- REQUIREMENT:
Convert the listing into a Markdown table with two columns, Row and Line. Begin at the line that has "the green moss", stop after the line that has "column 341, row 198", number each line in Row, and leave out any blank lines.

- PROVIDED INFORMATION:

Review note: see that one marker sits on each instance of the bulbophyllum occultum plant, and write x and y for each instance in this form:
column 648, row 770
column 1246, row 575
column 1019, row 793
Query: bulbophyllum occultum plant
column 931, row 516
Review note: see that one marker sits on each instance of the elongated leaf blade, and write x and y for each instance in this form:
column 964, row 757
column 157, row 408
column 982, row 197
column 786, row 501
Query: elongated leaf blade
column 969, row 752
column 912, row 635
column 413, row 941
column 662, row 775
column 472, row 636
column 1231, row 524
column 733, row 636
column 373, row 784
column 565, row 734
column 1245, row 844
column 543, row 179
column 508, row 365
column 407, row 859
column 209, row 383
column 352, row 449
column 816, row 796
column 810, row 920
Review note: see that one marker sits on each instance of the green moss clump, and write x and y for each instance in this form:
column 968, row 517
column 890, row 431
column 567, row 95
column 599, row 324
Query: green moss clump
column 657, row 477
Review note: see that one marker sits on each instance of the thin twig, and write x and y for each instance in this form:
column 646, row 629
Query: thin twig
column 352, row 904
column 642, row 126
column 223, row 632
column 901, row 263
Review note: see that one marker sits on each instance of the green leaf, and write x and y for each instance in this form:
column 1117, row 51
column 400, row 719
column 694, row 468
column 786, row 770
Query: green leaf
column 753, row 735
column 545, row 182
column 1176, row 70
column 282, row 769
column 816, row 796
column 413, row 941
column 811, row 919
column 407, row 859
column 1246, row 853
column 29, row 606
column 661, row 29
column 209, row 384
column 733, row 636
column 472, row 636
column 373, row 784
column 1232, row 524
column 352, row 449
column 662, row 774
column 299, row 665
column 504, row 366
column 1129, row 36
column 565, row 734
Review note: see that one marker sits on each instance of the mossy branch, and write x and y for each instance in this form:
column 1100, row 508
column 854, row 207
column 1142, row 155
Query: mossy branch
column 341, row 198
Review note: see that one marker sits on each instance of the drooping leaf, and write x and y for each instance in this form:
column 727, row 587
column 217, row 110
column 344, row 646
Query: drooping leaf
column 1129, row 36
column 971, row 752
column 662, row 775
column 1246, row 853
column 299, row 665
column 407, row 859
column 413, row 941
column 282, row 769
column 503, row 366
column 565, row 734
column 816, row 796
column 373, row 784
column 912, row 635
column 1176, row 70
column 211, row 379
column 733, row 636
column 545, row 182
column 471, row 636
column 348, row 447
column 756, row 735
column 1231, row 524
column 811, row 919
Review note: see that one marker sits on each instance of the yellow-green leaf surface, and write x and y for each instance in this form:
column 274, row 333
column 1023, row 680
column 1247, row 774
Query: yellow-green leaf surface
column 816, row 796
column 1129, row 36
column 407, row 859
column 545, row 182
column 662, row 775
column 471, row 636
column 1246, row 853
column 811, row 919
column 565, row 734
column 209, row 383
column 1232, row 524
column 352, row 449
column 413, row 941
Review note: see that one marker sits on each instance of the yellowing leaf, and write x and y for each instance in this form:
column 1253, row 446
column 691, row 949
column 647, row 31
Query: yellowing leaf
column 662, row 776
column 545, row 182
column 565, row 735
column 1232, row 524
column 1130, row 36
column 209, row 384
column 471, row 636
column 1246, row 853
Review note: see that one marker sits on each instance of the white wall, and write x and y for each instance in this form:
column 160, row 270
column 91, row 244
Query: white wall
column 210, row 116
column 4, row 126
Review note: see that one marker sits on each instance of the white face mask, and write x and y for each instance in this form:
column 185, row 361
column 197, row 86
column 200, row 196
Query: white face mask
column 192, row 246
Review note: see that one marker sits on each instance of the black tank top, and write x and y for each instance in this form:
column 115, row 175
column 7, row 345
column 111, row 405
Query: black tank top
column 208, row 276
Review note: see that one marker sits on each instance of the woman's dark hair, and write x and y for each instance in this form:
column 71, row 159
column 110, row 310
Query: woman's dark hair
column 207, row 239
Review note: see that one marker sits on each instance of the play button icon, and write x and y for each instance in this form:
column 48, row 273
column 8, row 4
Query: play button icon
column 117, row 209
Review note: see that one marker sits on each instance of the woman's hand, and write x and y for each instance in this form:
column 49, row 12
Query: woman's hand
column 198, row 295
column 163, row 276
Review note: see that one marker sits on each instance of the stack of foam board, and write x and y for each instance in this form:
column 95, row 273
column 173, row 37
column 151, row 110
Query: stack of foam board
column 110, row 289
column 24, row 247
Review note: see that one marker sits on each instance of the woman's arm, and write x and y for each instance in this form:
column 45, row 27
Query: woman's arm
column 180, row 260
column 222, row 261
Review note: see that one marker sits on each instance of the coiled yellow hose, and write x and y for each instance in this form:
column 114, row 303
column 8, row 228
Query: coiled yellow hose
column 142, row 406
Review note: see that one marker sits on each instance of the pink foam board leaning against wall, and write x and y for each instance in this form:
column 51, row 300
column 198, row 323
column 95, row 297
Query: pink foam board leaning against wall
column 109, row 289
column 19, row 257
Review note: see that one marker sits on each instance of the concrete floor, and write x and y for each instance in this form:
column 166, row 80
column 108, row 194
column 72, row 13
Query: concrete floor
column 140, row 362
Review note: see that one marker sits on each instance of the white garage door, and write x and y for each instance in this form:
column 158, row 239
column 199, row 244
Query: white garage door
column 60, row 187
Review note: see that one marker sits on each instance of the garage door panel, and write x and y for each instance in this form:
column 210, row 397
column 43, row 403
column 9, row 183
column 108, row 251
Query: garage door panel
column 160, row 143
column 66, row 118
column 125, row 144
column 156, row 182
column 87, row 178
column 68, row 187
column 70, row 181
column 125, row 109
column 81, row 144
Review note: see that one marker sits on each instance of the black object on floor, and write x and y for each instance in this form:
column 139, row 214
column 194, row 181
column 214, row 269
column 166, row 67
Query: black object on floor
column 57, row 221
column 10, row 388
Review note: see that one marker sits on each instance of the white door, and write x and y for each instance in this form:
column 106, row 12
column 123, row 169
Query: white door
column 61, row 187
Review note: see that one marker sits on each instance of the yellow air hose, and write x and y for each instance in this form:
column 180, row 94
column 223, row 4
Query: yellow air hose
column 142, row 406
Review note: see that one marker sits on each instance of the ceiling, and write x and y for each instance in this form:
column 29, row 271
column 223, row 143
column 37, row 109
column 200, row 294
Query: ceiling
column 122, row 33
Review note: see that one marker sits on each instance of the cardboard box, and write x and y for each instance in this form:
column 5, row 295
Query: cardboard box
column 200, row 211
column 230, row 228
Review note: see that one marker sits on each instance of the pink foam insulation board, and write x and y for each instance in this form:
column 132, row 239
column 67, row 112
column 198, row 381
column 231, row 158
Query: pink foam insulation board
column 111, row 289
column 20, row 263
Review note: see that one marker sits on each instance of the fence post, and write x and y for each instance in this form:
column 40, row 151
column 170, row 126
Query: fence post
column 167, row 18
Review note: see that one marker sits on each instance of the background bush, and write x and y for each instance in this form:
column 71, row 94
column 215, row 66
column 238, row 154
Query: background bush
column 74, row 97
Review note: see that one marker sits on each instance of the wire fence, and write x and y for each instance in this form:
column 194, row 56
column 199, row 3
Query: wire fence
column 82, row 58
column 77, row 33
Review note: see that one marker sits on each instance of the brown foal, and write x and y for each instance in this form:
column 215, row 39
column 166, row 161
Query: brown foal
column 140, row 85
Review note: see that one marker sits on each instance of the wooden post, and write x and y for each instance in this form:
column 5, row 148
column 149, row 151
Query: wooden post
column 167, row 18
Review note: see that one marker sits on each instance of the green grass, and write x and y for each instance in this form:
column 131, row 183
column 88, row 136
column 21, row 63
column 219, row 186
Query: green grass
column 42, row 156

- CORRECT RESULT:
| Row | Line |
|---|---|
| 1 | Review note: see that one marker sits on each instance of the green moss clump, and write x and y for each instance in this form: |
| 2 | column 968, row 517 |
| 3 | column 890, row 431 |
| 4 | column 567, row 95 |
| 5 | column 599, row 324 |
| 6 | Query: green moss clump |
| 7 | column 657, row 477 |
| 8 | Review note: see that one marker sits on each instance of the thin twig, and write x and y for each instance in this form: |
| 9 | column 646, row 629 |
| 10 | Query: thin twig |
| 11 | column 352, row 904 |
| 12 | column 642, row 126 |
| 13 | column 223, row 632 |
| 14 | column 901, row 263 |
| 15 | Review note: see that one marker sits on each instance of the green leaf, and write x and y for each instance in this form: |
| 16 | column 1117, row 51 |
| 17 | column 400, row 719 |
| 18 | column 694, row 468 |
| 19 | column 786, row 770 |
| 20 | Query: green leaf |
| 21 | column 753, row 735 |
| 22 | column 545, row 182 |
| 23 | column 1176, row 70 |
| 24 | column 282, row 769 |
| 25 | column 816, row 796 |
| 26 | column 413, row 941 |
| 27 | column 811, row 919 |
| 28 | column 407, row 859 |
| 29 | column 1246, row 853 |
| 30 | column 29, row 606 |
| 31 | column 661, row 29 |
| 32 | column 209, row 384 |
| 33 | column 733, row 636 |
| 34 | column 472, row 636 |
| 35 | column 373, row 784 |
| 36 | column 1232, row 524 |
| 37 | column 352, row 449 |
| 38 | column 662, row 774 |
| 39 | column 299, row 665 |
| 40 | column 504, row 366 |
| 41 | column 1129, row 36 |
| 42 | column 565, row 734 |
| 43 | Review note: see that one marker sits on each instance of the mossy branch, and write x and y for each instance in this form: |
| 44 | column 1100, row 508 |
| 45 | column 854, row 207 |
| 46 | column 1142, row 155 |
| 47 | Query: mossy branch |
| 48 | column 341, row 198 |